## Exercise goal
Repeat the stretch of items from the line containing "Target: reflection on water" through the end of the items, substituting "cement" for "concrete" and leaving everything else unchanged.

[start Data records]

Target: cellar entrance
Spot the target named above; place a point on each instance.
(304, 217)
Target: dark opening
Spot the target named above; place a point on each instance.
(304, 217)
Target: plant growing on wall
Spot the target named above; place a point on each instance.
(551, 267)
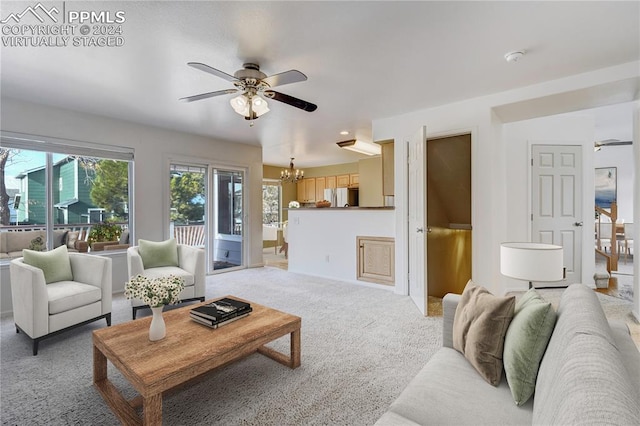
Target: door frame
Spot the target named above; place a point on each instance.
(401, 187)
(588, 198)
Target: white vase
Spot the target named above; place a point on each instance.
(157, 330)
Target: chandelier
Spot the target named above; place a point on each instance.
(291, 175)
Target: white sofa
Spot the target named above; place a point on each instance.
(191, 268)
(42, 310)
(590, 374)
(13, 242)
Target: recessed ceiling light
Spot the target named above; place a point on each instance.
(514, 56)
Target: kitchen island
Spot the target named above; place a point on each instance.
(322, 241)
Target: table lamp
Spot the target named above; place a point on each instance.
(532, 262)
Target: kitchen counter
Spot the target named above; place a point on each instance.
(322, 241)
(342, 208)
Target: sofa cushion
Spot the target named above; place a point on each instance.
(525, 343)
(444, 392)
(479, 326)
(72, 237)
(154, 254)
(54, 263)
(59, 236)
(67, 295)
(582, 377)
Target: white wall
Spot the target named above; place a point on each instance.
(153, 147)
(490, 172)
(322, 242)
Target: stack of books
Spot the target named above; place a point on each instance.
(220, 312)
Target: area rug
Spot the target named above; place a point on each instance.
(360, 348)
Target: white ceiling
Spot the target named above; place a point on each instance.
(364, 61)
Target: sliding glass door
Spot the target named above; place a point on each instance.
(228, 219)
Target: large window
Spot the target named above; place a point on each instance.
(188, 202)
(60, 191)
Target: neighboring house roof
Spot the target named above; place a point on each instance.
(66, 203)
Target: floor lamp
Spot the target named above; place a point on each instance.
(532, 262)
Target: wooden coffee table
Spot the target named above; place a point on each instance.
(188, 351)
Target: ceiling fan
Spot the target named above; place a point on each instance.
(597, 145)
(252, 84)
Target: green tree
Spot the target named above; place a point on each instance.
(187, 197)
(110, 187)
(5, 154)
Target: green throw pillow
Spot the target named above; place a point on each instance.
(155, 254)
(525, 343)
(55, 264)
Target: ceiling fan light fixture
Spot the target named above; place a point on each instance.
(259, 106)
(240, 105)
(360, 147)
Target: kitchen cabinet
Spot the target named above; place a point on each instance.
(376, 262)
(343, 181)
(320, 186)
(307, 190)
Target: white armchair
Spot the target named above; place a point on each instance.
(42, 310)
(191, 268)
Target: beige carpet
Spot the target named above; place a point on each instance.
(360, 348)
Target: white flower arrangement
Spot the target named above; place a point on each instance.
(154, 291)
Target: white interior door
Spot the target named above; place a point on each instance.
(417, 207)
(557, 217)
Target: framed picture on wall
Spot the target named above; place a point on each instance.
(606, 186)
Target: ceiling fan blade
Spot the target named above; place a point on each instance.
(287, 77)
(208, 95)
(211, 70)
(298, 103)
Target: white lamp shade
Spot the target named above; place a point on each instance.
(532, 261)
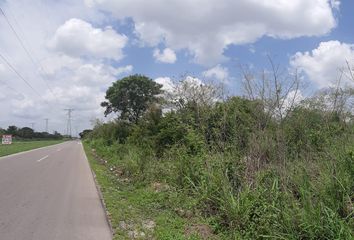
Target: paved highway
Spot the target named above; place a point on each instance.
(50, 194)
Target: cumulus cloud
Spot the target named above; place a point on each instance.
(78, 70)
(79, 38)
(218, 72)
(207, 28)
(323, 64)
(165, 56)
(167, 84)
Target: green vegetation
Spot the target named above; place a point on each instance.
(17, 147)
(263, 166)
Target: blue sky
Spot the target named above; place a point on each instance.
(80, 47)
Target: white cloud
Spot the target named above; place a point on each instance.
(123, 70)
(78, 79)
(165, 56)
(167, 84)
(218, 72)
(322, 64)
(79, 38)
(208, 27)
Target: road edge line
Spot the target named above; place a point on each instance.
(100, 195)
(32, 150)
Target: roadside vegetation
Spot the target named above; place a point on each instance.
(193, 163)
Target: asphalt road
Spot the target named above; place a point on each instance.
(50, 194)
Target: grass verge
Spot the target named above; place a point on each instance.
(17, 147)
(146, 211)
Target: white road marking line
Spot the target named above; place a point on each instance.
(42, 158)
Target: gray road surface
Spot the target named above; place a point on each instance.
(50, 194)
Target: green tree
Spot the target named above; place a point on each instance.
(131, 97)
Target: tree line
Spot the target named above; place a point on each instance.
(269, 163)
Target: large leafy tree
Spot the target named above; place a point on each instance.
(131, 97)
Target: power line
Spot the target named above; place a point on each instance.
(26, 50)
(18, 74)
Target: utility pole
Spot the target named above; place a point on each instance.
(68, 125)
(46, 124)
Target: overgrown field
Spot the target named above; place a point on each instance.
(17, 147)
(239, 168)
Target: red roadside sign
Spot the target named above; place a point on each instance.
(6, 139)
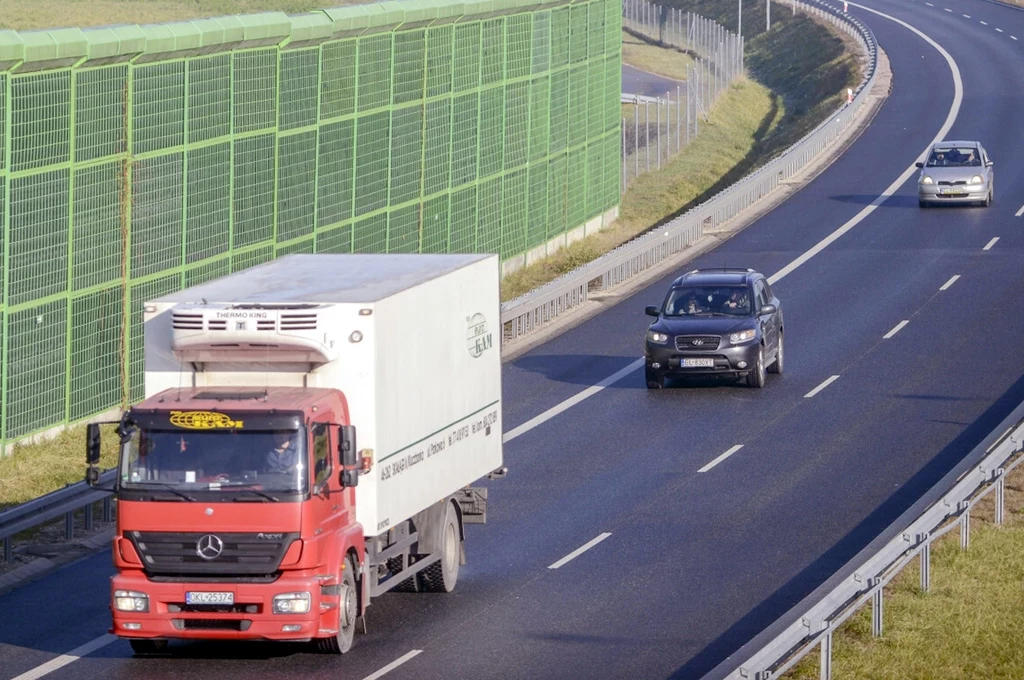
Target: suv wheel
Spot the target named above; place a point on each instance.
(756, 378)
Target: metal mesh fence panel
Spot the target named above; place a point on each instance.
(127, 176)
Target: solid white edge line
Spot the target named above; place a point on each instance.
(952, 280)
(820, 387)
(70, 657)
(581, 550)
(950, 118)
(393, 665)
(571, 401)
(721, 458)
(896, 330)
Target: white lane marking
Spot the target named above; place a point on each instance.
(70, 657)
(393, 665)
(721, 458)
(820, 387)
(950, 118)
(579, 551)
(571, 401)
(952, 280)
(895, 330)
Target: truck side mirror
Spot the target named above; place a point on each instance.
(92, 443)
(346, 445)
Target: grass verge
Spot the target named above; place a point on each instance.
(965, 627)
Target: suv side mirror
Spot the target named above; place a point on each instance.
(348, 456)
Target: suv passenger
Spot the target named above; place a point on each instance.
(716, 322)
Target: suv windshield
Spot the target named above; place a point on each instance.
(708, 301)
(268, 461)
(954, 157)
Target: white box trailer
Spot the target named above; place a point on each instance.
(411, 340)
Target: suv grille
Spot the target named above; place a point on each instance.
(172, 553)
(697, 342)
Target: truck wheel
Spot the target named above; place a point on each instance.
(147, 646)
(441, 577)
(348, 610)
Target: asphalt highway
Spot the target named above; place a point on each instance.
(686, 560)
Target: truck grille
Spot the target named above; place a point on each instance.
(697, 342)
(172, 553)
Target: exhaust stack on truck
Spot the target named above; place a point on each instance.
(309, 439)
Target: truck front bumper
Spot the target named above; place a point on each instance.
(250, 617)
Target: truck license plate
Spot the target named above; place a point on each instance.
(209, 598)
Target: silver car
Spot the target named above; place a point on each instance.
(955, 172)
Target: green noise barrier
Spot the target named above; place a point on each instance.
(139, 160)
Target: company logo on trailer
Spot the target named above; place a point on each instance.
(479, 339)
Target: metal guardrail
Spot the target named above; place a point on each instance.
(813, 626)
(62, 502)
(565, 294)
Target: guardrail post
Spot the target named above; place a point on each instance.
(1000, 491)
(965, 507)
(926, 566)
(825, 664)
(877, 598)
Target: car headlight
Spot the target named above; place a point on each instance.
(742, 336)
(291, 603)
(129, 600)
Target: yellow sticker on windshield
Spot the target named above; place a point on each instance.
(203, 420)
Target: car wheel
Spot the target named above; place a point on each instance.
(776, 367)
(756, 378)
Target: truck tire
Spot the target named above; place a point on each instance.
(147, 646)
(441, 576)
(348, 610)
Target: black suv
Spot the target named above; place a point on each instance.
(716, 322)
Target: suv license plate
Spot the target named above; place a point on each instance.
(209, 598)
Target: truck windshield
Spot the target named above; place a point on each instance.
(267, 461)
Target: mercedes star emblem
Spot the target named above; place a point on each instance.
(209, 547)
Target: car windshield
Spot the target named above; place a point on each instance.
(954, 157)
(708, 301)
(269, 461)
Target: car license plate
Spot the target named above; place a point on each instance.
(209, 598)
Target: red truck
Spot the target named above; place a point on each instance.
(310, 431)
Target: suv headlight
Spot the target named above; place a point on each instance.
(659, 338)
(742, 336)
(291, 603)
(129, 600)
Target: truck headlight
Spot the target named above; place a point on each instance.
(129, 600)
(659, 338)
(742, 336)
(291, 603)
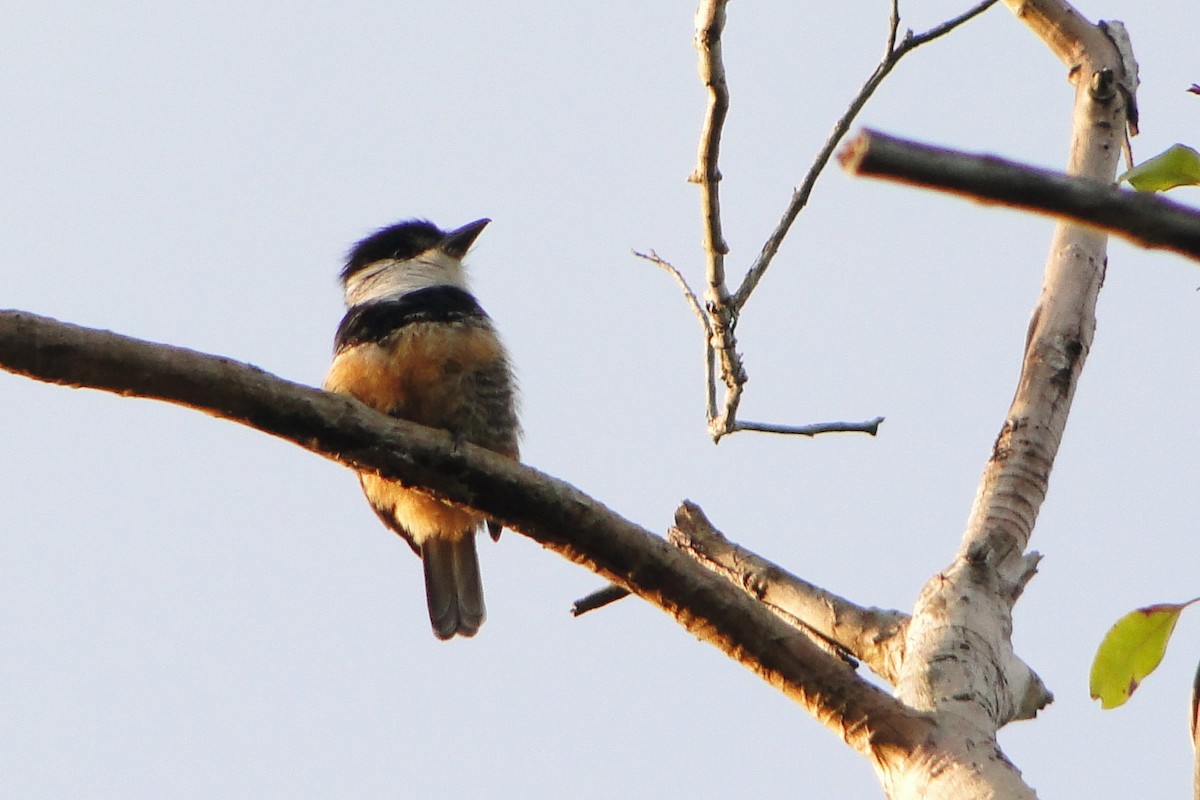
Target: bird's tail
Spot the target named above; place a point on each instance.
(453, 587)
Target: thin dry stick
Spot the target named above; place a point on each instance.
(719, 314)
(1143, 218)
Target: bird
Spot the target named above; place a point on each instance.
(414, 343)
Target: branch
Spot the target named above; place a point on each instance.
(543, 507)
(719, 313)
(871, 635)
(892, 55)
(1144, 218)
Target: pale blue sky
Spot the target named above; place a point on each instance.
(193, 609)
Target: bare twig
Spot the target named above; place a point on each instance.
(720, 308)
(540, 506)
(1144, 218)
(871, 635)
(720, 311)
(801, 194)
(599, 599)
(868, 426)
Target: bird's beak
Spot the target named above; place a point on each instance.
(459, 240)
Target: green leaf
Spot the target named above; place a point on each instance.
(1176, 166)
(1131, 650)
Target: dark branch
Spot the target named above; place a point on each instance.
(1146, 220)
(543, 507)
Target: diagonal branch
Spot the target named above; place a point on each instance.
(720, 311)
(543, 507)
(892, 55)
(1144, 218)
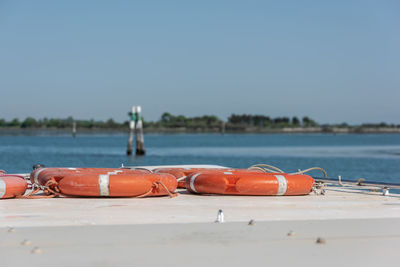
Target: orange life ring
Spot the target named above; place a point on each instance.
(181, 173)
(114, 184)
(249, 183)
(12, 185)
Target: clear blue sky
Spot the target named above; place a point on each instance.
(334, 61)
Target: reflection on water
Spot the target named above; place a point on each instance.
(375, 157)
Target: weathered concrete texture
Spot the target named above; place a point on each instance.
(354, 229)
(367, 242)
(188, 208)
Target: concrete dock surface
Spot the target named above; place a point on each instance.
(341, 228)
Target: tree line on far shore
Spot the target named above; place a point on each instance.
(167, 120)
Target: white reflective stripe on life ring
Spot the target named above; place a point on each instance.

[end Data records]

## Correct result
Target: reflection on water
Spot the target named above; place a point on each instance.
(375, 157)
Target: weathered cement texture
Spot the target named above; place a point on each instance.
(354, 229)
(367, 242)
(188, 208)
Target: cement dock surface
Spot the target named above; place a point on each instance.
(341, 228)
Target: tree line on far shore
Spot the target named above; place a point on each instance.
(167, 120)
Target: white reflective stripe on life ring
Spot the target named above; place a point on each instance.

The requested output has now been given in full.